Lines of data
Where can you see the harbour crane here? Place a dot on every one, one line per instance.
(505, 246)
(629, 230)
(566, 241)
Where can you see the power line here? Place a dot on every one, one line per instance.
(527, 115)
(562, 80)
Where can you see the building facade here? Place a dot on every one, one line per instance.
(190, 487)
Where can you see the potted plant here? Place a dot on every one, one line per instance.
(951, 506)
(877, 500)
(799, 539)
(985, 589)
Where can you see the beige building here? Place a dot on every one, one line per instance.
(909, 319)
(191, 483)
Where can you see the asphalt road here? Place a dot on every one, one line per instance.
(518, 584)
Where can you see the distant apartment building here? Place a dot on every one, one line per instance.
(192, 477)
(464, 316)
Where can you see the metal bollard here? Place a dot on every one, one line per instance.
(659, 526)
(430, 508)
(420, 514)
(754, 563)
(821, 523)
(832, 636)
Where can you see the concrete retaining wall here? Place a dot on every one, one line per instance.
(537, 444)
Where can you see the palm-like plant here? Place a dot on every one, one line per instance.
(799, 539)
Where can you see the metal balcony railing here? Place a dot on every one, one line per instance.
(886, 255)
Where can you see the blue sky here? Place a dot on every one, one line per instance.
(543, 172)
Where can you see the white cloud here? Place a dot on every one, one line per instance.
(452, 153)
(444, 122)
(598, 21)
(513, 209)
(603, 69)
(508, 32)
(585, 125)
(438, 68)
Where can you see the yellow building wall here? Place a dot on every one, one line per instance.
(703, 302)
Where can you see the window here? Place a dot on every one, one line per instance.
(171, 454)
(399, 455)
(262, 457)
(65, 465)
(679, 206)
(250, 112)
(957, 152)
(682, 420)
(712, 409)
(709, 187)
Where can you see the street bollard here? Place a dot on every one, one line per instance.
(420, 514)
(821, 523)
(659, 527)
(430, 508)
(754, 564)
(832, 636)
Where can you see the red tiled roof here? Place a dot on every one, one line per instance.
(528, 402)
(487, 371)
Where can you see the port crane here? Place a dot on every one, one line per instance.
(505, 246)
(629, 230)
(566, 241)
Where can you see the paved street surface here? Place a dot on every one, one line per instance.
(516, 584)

**EXERCISE AIM**
Starting at the line that contains "Where can you see the palm-like" and ending at the last of the items, write those lines again with "Place a dot" swapped for "Put a mark" and nothing else changed.

**ANSWER TO THIS EXERCISE**
Where can you see the palm-like plant here? Put a mark on every one, one line per instance.
(799, 539)
Where can you see the metal balcony railing here? Put a mark on every one, one line per instance.
(886, 255)
Where can you see the blue sky here? Put a mark on every one, one line per instance.
(543, 172)
Where can you see the white cloud here? Put a mark on every one, one line per instance.
(452, 153)
(444, 122)
(598, 21)
(513, 209)
(603, 69)
(508, 32)
(585, 125)
(438, 68)
Where can you see the yellow building wall here? Put a mark on every one, one line per instance.
(703, 302)
Where can you see the window here? Put a mark on every one, one line per instance.
(171, 454)
(399, 455)
(262, 457)
(65, 465)
(679, 206)
(250, 112)
(957, 152)
(682, 420)
(712, 409)
(709, 187)
Where can you see the street bollard here? Put a mark on every one, one line per instance.
(420, 514)
(821, 523)
(659, 527)
(430, 508)
(754, 564)
(832, 636)
Where can you see the red tiled roof here? Put a mark on every one, one line per instance.
(528, 402)
(487, 371)
Where can you see the port crane here? Put a mark on every one, one line per instance.
(505, 246)
(629, 230)
(566, 241)
Where can you see the paved street surface here? Put a mark on every one, one line per instance.
(516, 584)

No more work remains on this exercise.